>> BEGIN

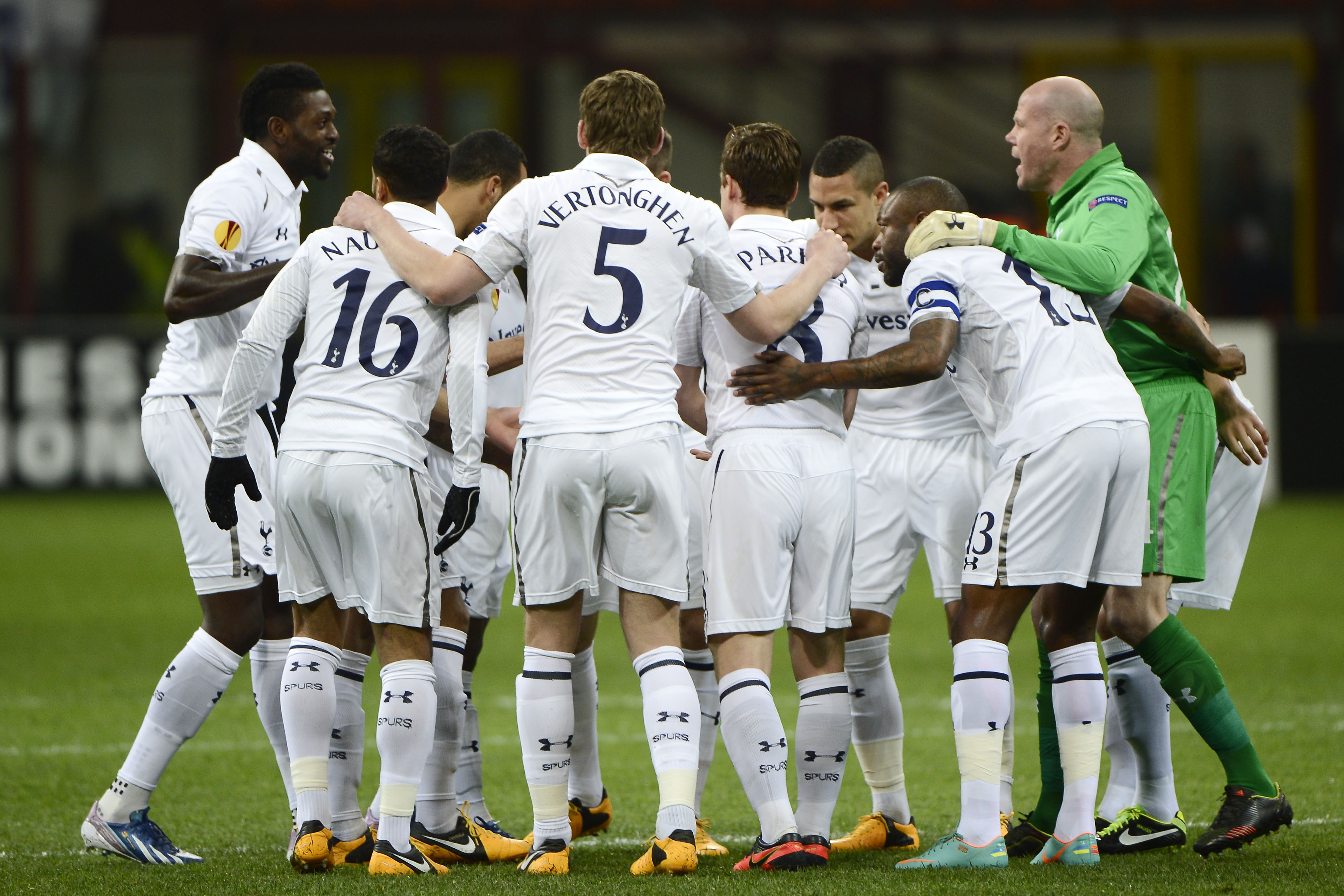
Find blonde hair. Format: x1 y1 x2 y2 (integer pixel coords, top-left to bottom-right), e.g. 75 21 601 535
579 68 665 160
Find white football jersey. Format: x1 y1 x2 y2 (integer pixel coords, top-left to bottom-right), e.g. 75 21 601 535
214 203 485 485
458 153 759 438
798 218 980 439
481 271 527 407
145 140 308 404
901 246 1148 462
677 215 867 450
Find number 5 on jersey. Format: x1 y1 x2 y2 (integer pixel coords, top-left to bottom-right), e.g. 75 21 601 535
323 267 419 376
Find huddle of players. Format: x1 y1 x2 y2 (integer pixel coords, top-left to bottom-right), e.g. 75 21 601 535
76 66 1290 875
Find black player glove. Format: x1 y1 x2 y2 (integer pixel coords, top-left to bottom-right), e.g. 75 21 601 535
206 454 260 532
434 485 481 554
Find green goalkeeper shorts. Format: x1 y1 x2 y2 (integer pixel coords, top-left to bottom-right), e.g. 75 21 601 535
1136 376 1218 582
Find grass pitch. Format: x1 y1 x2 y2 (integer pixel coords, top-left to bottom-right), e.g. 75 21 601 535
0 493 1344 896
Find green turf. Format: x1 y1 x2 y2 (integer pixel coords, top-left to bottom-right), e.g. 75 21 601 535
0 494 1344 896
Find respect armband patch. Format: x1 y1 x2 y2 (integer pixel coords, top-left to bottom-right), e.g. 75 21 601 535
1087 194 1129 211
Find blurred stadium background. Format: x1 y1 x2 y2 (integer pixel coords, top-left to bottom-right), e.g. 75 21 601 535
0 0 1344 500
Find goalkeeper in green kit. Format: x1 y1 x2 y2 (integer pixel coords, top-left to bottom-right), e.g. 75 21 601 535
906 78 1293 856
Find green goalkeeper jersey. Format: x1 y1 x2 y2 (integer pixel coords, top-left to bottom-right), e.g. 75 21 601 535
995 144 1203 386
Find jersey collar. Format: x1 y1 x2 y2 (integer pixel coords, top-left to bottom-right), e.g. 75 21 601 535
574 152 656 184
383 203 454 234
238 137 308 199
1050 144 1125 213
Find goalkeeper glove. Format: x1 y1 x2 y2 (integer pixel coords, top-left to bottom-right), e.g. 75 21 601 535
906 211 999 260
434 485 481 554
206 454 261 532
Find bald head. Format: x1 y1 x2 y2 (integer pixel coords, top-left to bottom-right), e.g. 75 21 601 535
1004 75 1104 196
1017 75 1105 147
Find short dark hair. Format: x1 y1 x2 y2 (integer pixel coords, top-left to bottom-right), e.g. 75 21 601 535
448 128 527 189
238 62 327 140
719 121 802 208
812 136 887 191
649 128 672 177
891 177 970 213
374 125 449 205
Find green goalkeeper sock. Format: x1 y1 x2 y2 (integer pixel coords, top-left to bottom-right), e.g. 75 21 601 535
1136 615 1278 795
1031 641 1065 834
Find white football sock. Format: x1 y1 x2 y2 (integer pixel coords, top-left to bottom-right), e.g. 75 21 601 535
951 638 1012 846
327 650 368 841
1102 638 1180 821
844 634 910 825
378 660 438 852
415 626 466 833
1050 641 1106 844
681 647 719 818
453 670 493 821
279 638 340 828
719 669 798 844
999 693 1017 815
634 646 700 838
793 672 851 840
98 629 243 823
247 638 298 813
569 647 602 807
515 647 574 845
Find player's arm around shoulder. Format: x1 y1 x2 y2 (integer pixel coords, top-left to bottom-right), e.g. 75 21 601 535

>> END

_Problem_
Copy out all of the data above with every "goalkeeper" changed to "keeper" and nothing else altered, leaving out the pictures.

_Expected answer_
Find blonde hair. Format: x1 y1 x2 y2 (integer pixel coords, top-left to bottom-right), e.g. 75 21 601 535
579 68 665 160
Find white football jersey. Format: x1 y1 x2 y2 (integer pixel coords, top-left to bottom-right), e.g. 75 21 601 535
214 203 485 485
458 153 759 438
798 218 980 439
481 271 527 407
145 140 308 404
901 246 1148 462
677 215 867 450
Find number 5 on jersey. Format: x1 y1 x2 y2 (integer pixel coords, top-left to bottom-right), e.g. 75 21 601 535
323 267 419 376
Find huddle of players. Format: x1 y1 x2 y2 (integer pixel coords, top-left to bottom-right), e.g. 75 21 601 535
76 66 1290 875
Find black player glove. Format: x1 y1 x2 y2 (integer pixel coords, top-left to bottom-right), e.g. 75 21 601 535
206 454 260 532
434 485 481 554
Find green keeper shorts. Format: x1 y1 x2 y2 (integer pixel coords, top-left to bottom-right), e.g. 75 21 601 535
1136 376 1218 582
Find grass pitch. Format: x1 y1 x2 y2 (integer pixel coords, top-left to bottom-right), e.g. 75 21 601 535
0 493 1344 896
Find green turf. Format: x1 y1 x2 y2 (integer pixel coords, top-left to bottom-right), e.g. 75 21 601 535
0 494 1344 896
Find respect armband patch. Format: x1 y1 x2 y2 (integer pixel coords, top-left to bottom-right), e.g. 75 21 601 535
1087 194 1129 211
Find blurred stadium background. Format: x1 y1 x2 y2 (integer pixel coords, top-left to bottom-right), e.g. 75 21 601 535
0 0 1344 500
Find keeper in green kit. Format: x1 y1 x2 y2 (integer pixel coords, top-left to bottom-right), e.g. 75 21 601 535
906 78 1293 856
Find green keeper jersey. Format: x1 y1 x2 y2 (integer pixel coords, top-left to bottom-right), e.g. 75 21 601 535
995 144 1203 386
Find jersey collar. Format: x1 y1 x2 y2 (integer pixel coords, top-left to bottom-right), e.g. 75 21 601 535
574 152 656 184
383 203 454 234
238 137 308 199
1050 144 1125 213
Find keeper glove. Format: x1 y1 x2 y2 (integer pixel coords, top-left to bottom-right), e.g. 75 21 601 535
906 211 999 260
434 485 481 554
206 454 261 532
Find bald head. Format: x1 y1 x2 y2 (integer pixel coords, top-left to bottom-right), e.g. 75 21 601 535
1004 75 1104 196
1017 75 1105 147
Find short dark hair. Format: x1 y1 x2 y2 (integer pixel coords, top-left to bottom-right), e.g. 75 21 601 535
448 128 527 189
238 62 327 140
719 121 802 208
812 136 887 191
649 128 672 177
891 177 970 213
374 125 449 205
Find green keeper sock. Format: x1 y1 x2 y2 (integer pixel coords, top-left to bottom-right), e.g. 75 21 601 535
1136 615 1278 795
1031 641 1065 834
Find white football sock. Format: x1 y1 x2 y2 (integer pixel coords, top-left to bottom-right), e.g. 75 21 601 535
951 638 1012 846
327 650 368 841
1102 638 1180 821
844 634 910 825
378 660 438 852
415 626 466 833
1050 641 1106 844
681 647 719 818
453 670 493 821
279 638 340 828
719 669 798 844
999 693 1017 815
634 646 700 838
793 672 851 840
98 629 243 823
247 638 298 813
569 647 602 807
515 647 574 845
Find player's arm around shoulder. Format: x1 y1 x2 y2 (integer pixel coords, top-left to bottom-right), e.g. 75 21 601 535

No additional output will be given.